*Task prompt*
Please update the part of the items that opens with the line containing "Practice. Annotate every instance of the shiny" and closes with the line containing "x=1061 y=507". Give those lines again with "pants" swapped for "trousers" and nothing else altered.
───── Data rows
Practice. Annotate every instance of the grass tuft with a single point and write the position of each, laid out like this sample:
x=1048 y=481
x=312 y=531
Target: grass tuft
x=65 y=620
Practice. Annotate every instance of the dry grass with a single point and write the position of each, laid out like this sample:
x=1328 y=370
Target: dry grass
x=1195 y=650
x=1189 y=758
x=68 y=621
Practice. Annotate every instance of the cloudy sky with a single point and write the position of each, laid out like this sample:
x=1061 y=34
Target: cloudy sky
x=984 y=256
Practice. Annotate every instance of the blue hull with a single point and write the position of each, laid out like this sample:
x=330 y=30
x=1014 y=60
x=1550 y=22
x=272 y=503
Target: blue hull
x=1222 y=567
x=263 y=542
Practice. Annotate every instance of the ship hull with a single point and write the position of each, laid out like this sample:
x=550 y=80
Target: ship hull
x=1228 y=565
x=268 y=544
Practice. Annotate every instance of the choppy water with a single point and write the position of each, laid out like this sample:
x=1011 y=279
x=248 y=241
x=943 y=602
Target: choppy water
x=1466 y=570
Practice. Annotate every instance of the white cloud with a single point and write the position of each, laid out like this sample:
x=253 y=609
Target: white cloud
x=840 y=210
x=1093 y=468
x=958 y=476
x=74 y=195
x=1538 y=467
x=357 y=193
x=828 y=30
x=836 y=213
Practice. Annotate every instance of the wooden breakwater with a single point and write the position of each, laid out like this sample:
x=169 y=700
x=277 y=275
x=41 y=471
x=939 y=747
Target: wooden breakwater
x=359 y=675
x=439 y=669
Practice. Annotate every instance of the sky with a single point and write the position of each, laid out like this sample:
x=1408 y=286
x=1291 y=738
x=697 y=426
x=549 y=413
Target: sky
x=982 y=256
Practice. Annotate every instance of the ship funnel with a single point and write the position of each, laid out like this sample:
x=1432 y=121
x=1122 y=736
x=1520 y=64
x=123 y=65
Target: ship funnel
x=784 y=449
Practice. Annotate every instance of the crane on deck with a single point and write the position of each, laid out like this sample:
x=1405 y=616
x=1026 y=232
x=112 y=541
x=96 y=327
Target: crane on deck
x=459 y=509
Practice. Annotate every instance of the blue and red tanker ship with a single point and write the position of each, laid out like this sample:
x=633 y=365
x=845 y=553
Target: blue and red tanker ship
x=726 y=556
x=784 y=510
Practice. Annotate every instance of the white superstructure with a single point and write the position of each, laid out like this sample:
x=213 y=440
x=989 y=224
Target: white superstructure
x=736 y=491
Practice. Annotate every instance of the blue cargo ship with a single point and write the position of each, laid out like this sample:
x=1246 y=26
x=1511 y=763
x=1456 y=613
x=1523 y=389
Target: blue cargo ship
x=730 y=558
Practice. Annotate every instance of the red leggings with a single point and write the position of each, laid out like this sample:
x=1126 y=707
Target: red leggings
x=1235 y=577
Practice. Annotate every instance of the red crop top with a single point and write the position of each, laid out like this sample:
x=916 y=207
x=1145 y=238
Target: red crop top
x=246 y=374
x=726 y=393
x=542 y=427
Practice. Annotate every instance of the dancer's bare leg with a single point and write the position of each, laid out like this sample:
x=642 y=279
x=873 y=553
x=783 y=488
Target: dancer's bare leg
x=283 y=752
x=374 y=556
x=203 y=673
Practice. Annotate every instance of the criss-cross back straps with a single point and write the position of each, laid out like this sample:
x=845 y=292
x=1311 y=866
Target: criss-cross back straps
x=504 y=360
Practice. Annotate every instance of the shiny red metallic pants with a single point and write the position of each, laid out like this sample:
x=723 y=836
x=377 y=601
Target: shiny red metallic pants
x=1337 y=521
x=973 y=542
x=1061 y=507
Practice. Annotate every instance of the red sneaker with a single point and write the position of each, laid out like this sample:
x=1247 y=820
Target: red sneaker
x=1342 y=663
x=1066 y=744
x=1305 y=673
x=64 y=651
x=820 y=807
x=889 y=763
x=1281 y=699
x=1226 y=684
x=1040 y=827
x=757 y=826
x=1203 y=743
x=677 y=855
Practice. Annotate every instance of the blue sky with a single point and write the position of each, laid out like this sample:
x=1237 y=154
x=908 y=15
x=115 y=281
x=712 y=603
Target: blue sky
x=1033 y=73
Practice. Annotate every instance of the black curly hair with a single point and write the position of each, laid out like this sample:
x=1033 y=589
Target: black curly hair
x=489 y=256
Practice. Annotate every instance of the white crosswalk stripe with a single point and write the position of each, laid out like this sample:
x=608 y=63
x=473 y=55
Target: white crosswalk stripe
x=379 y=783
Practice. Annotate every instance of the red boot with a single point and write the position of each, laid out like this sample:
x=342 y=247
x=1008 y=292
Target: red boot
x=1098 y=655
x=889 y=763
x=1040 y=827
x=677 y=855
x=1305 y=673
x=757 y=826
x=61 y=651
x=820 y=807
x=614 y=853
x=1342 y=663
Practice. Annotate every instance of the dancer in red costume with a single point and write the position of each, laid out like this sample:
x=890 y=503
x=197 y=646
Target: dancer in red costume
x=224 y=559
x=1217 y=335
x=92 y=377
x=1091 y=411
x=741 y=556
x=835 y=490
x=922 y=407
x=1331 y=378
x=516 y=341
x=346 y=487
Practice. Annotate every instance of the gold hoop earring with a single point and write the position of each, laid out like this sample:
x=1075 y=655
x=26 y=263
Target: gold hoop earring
──────────
*Result below*
Practice. Annotate every instance of the shiny red metallic trousers with a single point and write the position of each, laid out like this sample:
x=723 y=836
x=377 y=601
Target: shiny red metallic trousers
x=1337 y=521
x=973 y=542
x=1061 y=507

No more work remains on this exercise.